The required answer is an exact copy of every line from the beginning of the entries through the line with "cab side window using the picture above.", with all pictures omitted.

(Data records)
========

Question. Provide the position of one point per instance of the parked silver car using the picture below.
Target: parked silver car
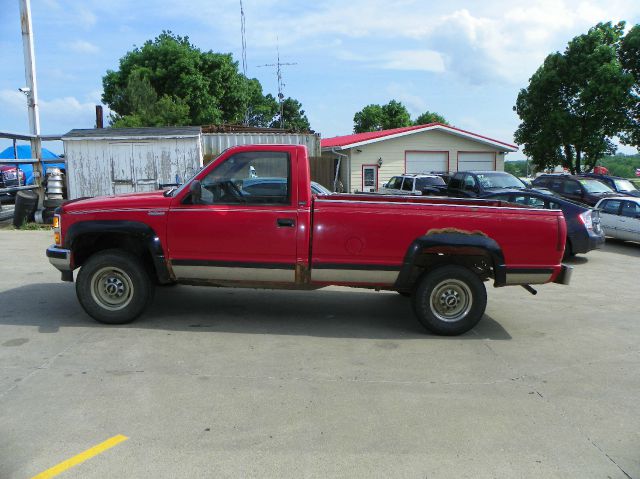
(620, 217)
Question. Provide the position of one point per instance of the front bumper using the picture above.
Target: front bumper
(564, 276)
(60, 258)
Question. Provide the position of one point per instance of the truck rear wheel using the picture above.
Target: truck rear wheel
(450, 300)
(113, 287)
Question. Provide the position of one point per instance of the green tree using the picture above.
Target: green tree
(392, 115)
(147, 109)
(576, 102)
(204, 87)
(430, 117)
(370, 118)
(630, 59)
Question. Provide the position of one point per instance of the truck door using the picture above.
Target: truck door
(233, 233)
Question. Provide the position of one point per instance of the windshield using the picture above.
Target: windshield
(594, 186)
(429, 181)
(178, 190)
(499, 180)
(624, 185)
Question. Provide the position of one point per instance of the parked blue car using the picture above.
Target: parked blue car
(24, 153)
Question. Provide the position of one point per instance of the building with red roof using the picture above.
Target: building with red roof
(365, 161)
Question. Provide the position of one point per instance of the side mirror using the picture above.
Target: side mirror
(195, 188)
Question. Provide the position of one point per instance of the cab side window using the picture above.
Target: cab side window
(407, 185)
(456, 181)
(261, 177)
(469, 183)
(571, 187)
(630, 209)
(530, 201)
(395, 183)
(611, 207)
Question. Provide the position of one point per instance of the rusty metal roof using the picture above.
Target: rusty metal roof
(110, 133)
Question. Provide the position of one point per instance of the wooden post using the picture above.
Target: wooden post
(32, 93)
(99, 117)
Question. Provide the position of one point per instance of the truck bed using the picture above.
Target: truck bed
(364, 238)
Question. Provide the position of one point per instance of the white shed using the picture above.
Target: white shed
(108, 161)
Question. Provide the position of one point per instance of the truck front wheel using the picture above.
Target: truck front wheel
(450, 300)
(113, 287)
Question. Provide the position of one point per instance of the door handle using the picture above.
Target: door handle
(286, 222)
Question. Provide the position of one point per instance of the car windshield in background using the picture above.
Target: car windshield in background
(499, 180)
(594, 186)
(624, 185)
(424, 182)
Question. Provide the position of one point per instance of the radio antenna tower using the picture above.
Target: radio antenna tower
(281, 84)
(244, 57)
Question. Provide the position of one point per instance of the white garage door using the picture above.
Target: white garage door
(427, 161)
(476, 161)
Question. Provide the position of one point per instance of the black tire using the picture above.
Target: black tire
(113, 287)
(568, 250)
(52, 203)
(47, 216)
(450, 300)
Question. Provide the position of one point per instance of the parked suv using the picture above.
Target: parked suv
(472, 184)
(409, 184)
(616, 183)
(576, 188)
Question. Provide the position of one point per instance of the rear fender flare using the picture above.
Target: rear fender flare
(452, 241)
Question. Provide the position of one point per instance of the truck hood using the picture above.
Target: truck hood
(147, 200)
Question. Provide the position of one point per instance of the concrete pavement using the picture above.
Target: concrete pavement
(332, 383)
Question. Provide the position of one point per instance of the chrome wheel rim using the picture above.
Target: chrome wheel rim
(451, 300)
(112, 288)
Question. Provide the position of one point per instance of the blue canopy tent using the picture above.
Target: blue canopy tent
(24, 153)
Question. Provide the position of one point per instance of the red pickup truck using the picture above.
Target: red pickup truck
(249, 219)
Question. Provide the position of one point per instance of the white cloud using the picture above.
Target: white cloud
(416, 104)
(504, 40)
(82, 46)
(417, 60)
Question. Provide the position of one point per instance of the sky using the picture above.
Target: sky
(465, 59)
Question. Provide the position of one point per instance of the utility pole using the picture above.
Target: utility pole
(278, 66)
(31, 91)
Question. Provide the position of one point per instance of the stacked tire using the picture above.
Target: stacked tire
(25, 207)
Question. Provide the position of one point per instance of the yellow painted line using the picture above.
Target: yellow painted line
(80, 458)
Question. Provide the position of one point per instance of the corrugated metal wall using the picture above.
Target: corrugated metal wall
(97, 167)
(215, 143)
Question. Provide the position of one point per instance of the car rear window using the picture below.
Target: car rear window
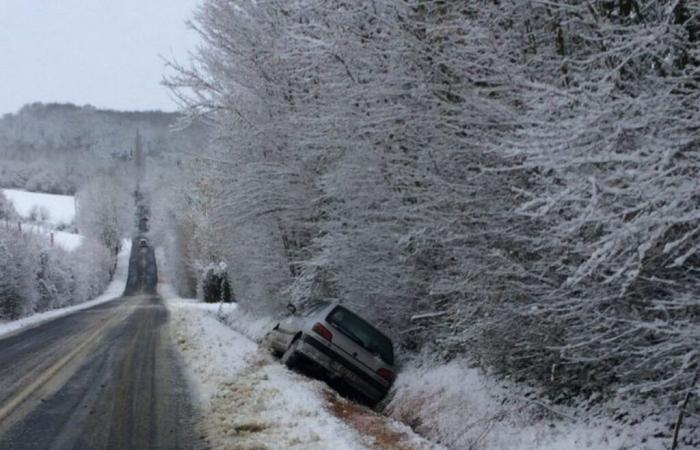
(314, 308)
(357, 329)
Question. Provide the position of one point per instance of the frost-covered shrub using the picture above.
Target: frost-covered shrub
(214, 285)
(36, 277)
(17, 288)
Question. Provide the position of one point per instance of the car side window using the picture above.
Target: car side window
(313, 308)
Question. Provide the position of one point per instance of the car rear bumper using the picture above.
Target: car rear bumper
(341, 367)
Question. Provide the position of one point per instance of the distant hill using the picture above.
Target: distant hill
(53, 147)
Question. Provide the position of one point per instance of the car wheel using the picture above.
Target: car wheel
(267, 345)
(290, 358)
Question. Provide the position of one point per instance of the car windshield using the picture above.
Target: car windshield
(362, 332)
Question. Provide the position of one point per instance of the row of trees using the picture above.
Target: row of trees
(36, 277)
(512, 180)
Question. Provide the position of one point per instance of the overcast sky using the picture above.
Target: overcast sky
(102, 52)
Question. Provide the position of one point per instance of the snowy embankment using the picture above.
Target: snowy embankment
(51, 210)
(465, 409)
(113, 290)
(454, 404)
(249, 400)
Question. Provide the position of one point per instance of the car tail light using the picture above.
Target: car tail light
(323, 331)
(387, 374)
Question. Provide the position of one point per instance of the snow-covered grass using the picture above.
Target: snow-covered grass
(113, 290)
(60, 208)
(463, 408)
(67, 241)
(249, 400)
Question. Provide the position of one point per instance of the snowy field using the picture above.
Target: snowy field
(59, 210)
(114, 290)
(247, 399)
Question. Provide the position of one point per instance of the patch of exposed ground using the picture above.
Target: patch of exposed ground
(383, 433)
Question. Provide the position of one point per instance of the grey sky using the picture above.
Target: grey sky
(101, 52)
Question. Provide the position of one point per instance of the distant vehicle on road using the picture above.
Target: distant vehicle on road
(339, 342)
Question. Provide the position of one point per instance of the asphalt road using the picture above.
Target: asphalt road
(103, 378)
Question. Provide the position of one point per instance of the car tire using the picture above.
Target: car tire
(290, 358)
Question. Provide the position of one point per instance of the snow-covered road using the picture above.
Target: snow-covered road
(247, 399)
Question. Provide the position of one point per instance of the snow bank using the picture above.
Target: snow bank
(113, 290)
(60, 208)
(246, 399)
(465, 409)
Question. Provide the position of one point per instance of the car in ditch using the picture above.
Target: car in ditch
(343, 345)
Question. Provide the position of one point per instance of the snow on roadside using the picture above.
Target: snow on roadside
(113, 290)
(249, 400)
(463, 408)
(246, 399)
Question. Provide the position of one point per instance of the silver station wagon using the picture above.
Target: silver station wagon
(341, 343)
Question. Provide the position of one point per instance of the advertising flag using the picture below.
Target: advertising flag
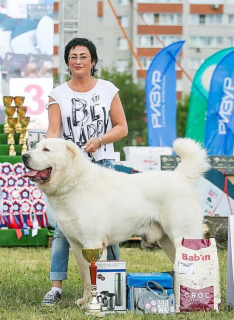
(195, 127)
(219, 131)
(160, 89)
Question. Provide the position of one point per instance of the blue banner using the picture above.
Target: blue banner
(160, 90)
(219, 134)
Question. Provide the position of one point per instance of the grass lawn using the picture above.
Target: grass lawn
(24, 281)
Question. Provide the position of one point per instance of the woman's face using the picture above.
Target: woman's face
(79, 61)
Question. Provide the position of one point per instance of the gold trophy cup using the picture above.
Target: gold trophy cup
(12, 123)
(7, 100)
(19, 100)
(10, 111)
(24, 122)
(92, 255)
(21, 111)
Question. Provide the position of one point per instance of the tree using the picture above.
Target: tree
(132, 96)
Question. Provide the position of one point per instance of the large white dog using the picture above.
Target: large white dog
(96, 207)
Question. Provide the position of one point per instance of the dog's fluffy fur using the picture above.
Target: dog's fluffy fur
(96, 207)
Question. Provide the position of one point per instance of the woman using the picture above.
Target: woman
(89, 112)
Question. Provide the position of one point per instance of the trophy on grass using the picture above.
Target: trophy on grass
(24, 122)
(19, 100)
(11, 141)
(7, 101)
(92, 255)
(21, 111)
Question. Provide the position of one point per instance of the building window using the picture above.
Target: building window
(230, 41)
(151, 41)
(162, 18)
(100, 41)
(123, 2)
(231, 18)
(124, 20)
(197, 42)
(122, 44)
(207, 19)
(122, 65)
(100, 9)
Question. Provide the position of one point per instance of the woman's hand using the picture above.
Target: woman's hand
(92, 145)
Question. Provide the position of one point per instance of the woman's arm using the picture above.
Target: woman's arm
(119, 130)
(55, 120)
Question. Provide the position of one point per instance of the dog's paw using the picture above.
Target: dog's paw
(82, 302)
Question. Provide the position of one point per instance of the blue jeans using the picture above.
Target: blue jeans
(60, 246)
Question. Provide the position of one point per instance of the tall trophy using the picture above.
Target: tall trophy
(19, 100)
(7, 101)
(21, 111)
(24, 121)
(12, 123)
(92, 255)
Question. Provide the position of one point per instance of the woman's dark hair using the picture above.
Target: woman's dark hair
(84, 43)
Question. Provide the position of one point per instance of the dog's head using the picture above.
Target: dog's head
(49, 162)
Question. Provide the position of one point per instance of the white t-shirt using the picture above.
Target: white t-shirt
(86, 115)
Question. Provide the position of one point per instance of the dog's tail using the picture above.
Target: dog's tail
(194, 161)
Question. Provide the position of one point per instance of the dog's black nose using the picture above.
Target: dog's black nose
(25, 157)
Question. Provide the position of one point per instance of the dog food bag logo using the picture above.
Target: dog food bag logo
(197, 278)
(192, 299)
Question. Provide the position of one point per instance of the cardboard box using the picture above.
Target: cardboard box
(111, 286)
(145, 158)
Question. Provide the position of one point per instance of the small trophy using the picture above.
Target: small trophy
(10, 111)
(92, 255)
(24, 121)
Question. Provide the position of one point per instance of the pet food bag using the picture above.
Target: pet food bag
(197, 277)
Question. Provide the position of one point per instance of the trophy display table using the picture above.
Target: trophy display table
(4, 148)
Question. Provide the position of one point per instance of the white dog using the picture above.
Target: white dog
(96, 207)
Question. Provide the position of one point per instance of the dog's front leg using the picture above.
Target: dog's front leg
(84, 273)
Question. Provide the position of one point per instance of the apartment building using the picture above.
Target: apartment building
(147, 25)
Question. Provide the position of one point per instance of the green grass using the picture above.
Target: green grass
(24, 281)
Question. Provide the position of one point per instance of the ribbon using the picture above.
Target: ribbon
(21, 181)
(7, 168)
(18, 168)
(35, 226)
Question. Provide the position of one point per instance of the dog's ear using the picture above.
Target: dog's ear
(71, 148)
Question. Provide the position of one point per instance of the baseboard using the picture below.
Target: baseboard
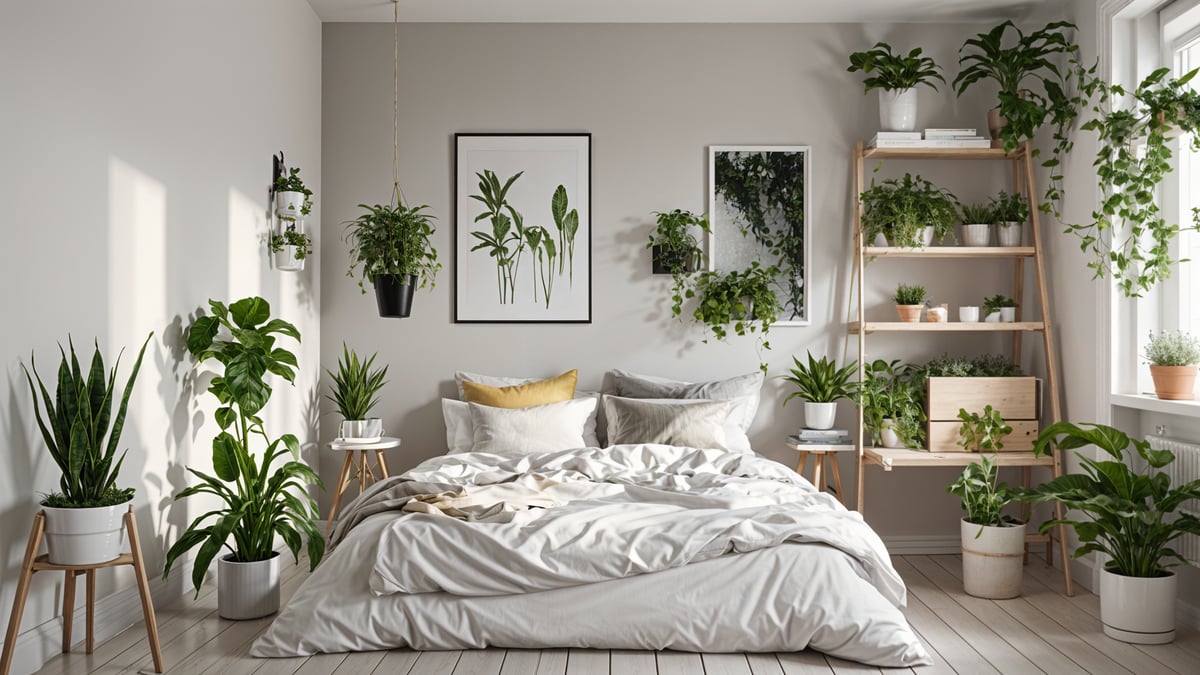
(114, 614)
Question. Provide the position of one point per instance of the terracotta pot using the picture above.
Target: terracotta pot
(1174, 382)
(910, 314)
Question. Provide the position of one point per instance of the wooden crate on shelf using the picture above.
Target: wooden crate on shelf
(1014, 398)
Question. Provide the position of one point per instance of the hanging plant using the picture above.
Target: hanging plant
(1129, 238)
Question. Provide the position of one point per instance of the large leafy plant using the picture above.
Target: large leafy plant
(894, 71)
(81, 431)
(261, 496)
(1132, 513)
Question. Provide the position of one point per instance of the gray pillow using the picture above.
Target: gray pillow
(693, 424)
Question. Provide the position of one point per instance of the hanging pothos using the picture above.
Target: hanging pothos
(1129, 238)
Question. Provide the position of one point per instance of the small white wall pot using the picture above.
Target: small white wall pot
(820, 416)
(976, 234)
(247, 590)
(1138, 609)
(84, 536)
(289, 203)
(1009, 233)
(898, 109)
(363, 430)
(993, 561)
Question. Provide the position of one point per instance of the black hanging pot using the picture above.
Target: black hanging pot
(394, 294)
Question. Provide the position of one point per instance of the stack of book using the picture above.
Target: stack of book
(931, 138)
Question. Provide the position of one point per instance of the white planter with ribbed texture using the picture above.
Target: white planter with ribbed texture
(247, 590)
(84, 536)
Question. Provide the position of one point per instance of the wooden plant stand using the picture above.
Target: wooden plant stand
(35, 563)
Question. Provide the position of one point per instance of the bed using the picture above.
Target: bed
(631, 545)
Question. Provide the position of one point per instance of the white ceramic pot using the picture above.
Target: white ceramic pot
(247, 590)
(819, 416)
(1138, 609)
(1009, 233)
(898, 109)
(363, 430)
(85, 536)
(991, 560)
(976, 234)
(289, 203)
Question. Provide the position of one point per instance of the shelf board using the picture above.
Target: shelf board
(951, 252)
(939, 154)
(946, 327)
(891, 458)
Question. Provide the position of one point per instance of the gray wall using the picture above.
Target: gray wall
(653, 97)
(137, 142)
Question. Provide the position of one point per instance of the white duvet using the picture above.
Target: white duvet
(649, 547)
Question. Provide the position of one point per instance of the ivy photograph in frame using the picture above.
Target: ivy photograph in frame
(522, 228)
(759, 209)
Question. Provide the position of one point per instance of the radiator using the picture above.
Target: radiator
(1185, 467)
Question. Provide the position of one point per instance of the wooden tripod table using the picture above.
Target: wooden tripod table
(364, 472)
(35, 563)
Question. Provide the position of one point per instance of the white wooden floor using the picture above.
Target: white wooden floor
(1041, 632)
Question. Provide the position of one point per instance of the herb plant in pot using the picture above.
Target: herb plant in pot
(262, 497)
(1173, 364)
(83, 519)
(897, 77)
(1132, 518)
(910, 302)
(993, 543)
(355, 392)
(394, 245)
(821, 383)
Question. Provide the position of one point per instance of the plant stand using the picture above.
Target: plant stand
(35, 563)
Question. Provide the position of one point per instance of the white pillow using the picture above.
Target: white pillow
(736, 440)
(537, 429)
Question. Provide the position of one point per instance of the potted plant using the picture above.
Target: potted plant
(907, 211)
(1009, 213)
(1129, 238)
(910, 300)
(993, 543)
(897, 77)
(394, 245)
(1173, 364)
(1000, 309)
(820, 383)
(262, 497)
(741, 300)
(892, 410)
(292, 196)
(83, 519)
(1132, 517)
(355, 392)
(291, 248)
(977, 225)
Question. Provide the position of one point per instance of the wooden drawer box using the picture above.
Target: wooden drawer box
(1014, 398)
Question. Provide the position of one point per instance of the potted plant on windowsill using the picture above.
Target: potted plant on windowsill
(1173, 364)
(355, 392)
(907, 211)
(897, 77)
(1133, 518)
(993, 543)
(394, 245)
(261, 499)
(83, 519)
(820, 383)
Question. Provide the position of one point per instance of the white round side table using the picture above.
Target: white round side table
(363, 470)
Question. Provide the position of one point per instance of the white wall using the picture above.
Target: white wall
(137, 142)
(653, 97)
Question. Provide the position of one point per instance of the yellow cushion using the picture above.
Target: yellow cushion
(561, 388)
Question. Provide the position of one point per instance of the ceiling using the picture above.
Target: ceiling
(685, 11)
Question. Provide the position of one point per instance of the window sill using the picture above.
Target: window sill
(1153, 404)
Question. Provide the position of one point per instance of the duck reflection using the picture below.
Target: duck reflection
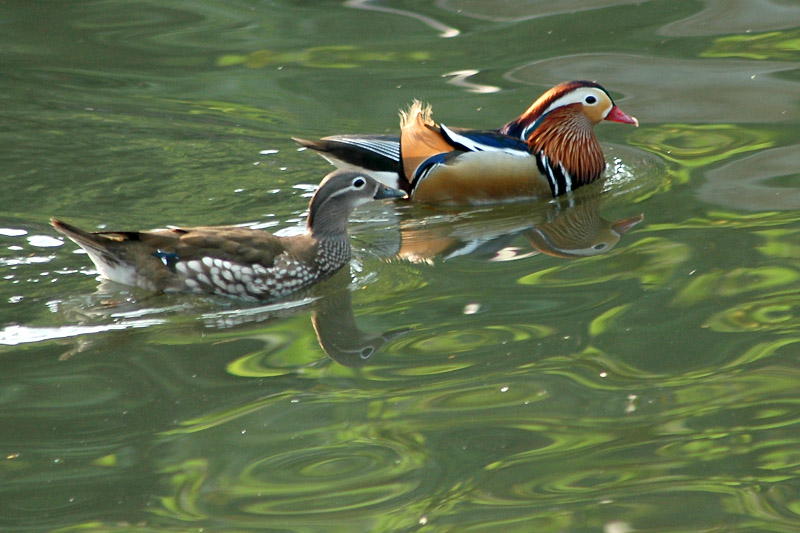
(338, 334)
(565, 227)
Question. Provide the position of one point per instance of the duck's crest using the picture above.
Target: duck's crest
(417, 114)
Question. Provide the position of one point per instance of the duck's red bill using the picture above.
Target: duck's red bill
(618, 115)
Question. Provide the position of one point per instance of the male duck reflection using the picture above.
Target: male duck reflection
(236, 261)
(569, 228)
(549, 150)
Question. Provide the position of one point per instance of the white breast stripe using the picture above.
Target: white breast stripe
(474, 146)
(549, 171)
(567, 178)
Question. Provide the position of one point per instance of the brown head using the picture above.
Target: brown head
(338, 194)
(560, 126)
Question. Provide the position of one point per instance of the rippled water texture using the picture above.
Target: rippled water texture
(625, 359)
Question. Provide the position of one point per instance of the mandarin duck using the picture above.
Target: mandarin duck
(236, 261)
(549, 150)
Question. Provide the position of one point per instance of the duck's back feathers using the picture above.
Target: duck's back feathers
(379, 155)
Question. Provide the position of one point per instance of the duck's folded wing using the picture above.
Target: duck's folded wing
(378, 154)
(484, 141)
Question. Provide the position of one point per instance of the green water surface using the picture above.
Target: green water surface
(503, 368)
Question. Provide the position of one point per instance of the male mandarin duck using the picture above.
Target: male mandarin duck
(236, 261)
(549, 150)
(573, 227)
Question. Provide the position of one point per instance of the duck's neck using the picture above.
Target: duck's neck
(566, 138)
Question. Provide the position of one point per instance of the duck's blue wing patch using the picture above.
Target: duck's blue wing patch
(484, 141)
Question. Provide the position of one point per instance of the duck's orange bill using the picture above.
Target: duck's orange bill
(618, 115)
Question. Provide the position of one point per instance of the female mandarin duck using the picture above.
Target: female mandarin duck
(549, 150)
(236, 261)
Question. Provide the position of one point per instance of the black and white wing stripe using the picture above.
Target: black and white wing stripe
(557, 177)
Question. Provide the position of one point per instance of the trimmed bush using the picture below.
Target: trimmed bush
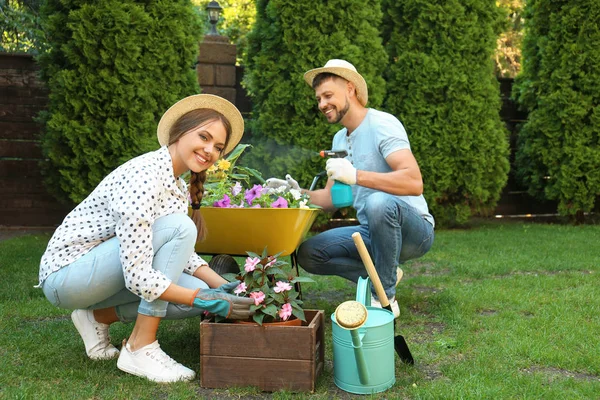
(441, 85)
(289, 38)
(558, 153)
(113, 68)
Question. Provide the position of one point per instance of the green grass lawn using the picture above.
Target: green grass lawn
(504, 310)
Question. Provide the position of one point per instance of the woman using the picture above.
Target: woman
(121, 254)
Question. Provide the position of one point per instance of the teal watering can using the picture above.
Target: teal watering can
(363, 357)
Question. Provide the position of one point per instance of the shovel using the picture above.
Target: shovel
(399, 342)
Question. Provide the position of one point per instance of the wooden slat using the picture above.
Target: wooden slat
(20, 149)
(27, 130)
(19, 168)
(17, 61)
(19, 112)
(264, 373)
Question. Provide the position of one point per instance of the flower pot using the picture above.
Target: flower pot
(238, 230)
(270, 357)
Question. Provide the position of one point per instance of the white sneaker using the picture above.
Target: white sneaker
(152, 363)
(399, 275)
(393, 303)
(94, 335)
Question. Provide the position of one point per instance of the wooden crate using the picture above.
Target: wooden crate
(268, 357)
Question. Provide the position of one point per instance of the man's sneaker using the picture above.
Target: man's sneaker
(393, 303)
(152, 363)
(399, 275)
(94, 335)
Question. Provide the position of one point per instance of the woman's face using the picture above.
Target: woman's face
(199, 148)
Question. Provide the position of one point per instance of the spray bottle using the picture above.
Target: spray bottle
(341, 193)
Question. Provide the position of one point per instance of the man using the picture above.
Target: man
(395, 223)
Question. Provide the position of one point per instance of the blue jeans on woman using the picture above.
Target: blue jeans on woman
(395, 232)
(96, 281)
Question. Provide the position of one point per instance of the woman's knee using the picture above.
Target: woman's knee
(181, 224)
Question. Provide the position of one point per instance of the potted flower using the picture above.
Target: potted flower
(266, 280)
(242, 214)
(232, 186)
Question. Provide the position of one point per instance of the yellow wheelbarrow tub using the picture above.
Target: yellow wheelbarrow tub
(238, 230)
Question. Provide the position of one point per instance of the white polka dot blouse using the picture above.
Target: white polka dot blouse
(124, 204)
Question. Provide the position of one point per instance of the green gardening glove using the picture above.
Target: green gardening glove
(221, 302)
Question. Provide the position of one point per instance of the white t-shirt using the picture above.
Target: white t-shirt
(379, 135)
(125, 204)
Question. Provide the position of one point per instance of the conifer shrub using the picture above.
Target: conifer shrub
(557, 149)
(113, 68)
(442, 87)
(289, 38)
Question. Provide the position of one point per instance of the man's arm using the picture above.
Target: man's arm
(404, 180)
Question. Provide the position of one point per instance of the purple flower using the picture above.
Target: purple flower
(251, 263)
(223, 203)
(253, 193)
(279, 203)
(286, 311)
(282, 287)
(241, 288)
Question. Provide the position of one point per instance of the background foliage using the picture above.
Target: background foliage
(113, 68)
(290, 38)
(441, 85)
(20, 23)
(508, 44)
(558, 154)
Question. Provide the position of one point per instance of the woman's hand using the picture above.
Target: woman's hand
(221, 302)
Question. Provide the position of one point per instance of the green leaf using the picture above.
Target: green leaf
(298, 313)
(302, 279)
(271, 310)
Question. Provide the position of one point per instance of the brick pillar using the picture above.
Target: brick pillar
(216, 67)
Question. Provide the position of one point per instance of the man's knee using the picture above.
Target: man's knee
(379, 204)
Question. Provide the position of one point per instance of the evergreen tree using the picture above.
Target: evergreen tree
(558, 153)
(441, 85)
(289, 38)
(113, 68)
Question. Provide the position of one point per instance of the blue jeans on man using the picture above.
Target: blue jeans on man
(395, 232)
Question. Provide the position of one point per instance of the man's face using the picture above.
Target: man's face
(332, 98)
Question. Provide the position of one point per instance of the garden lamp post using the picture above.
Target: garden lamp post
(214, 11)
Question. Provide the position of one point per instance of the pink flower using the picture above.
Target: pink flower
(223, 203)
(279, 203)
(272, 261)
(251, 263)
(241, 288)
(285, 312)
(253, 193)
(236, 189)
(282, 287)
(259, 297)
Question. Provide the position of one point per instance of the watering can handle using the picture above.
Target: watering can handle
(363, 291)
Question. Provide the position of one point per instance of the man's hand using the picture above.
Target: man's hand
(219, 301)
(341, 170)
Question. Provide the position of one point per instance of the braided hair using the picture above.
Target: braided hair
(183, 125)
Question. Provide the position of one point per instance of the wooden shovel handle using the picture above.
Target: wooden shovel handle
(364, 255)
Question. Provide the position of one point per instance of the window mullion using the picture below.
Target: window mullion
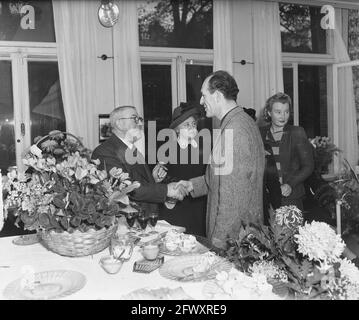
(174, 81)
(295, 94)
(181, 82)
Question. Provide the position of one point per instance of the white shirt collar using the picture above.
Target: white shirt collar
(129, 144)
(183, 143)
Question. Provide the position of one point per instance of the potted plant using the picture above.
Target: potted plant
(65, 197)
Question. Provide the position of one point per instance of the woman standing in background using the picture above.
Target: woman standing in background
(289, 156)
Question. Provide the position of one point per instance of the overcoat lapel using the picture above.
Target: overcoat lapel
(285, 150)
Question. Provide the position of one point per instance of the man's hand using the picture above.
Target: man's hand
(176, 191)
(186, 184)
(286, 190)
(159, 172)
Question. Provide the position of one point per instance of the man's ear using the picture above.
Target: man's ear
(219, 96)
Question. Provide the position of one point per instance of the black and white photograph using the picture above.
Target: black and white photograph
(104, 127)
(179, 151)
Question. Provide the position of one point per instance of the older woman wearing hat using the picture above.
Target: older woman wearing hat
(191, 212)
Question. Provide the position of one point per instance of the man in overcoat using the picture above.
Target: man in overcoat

========

> _Finished exercise_:
Question. Provide the position of one point per instance of the parked silver car using the picture below.
Target: parked silver car
(620, 217)
Question. Provide the position of one point per instance of the front bumper using the picture above.
Target: front bumper
(564, 276)
(60, 258)
Question. Provide the position of one point per instance of the truck rear wheel using the picture above.
Target: truck rear wheel
(450, 300)
(113, 287)
Question. Provide the position of one point per instance of the green tree using the picture above.
Target: green tree
(392, 115)
(147, 109)
(576, 102)
(204, 87)
(430, 117)
(370, 118)
(630, 59)
Question. Provide the position of one point per instance of the truck door using the picture above.
Target: truck door
(233, 233)
Question. Provide the position of one point per instance of the windshield using the picture above.
Target: windshield
(594, 186)
(429, 181)
(178, 190)
(499, 180)
(624, 185)
Question. Provide the position of one point per instance of the parked blue car using the picture above.
Target: parked blue car
(24, 153)
Question. Provide the position of one point per instance of the building with red roof using the picture above.
Target: building with red roof
(365, 161)
Question. Provide the position of one point per instance of the side mirror using the picture above.
Target: side mirror
(195, 188)
Question. Provide the position of one point per instance of the cab side window using the picture above.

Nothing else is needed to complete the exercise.